:: TEXT SEGMENT

As for the screen, it's not any different than the iPhone. I don't get that part at all. The only reason it "seems" less responsive is because the software layer is probably working harder to figure out whether you're switching cards or doing some other task. It supports the same resolution, and as far as I've seen, it's just as vibrant colorwise, if not moreso.
Yeah, webOS might be new, but when you build on open, "hackable" (from a development stance) standards, you make us geeky coders very happy. I don't like my app being half owned/signed by Apple or RIM. I want my phone to run on an open standard with proven security solutions, like Linux has right now, instead of "checking my app at the door" with some corporation that only has their own self-interests at heart. When you make us geeky coders happy, good things happen. That's why lots of us wrote so many apps for PalmOS the first time around, because for the most part, it was a pretty straightforward and hackable OS to work with, and Palm didn't stick themselves squarely in our development process.

::::
:: DATA EXTRACTS

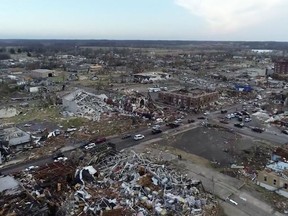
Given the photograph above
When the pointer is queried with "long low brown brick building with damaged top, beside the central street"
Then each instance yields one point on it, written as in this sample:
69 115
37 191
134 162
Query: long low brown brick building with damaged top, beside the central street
195 99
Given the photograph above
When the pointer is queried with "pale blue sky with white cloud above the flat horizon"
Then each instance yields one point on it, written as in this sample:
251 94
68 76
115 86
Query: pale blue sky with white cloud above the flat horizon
145 19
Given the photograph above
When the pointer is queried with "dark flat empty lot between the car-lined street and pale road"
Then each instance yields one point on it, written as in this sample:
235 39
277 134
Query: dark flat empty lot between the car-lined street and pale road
214 144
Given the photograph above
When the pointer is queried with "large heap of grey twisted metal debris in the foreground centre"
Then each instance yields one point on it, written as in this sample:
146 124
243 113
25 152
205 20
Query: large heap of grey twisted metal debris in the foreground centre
134 185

::::

▶ **SET OF TASKS**
a - Condense the paragraph of the post about webOS that begins "Yeah, webOS might be new" into a short bulleted list that keeps its main facts.
b - Pick up the post about webOS after its final sentence and continue it in the same voice.

▶ **RESPONSES FOR EACH TASK**
a -
- webOS is new, but building it on open, "hackable" standards makes developers happy.
- The writer doesn't want an app half owned or signed by Apple or RIM.
- The writer wants a phone on an open standard with proven security, like Linux. The alternative is having an app "checked at the door" by a self-interested corporation.
- When developers are happy, good things happen.
- That is why many developers wrote apps for PalmOS the first time around. It was straightforward and hackable to work with, and Palm stayed out of the development process.

b -
I like nice development environments as much as the next guy, but when I have to jump through nutty hardware and corporate interferance as I have when I developed a couple apps on iPhone OS and Blackberry OS, I leave with a very nasty taste in my mouth. I just don't like doing apps for either platform, even though the quick cash is to be made on either right now. I'd rather be able to deliver a real serious app, not a crappy little pissant piece of work that I run around charging 5 bucks a download for.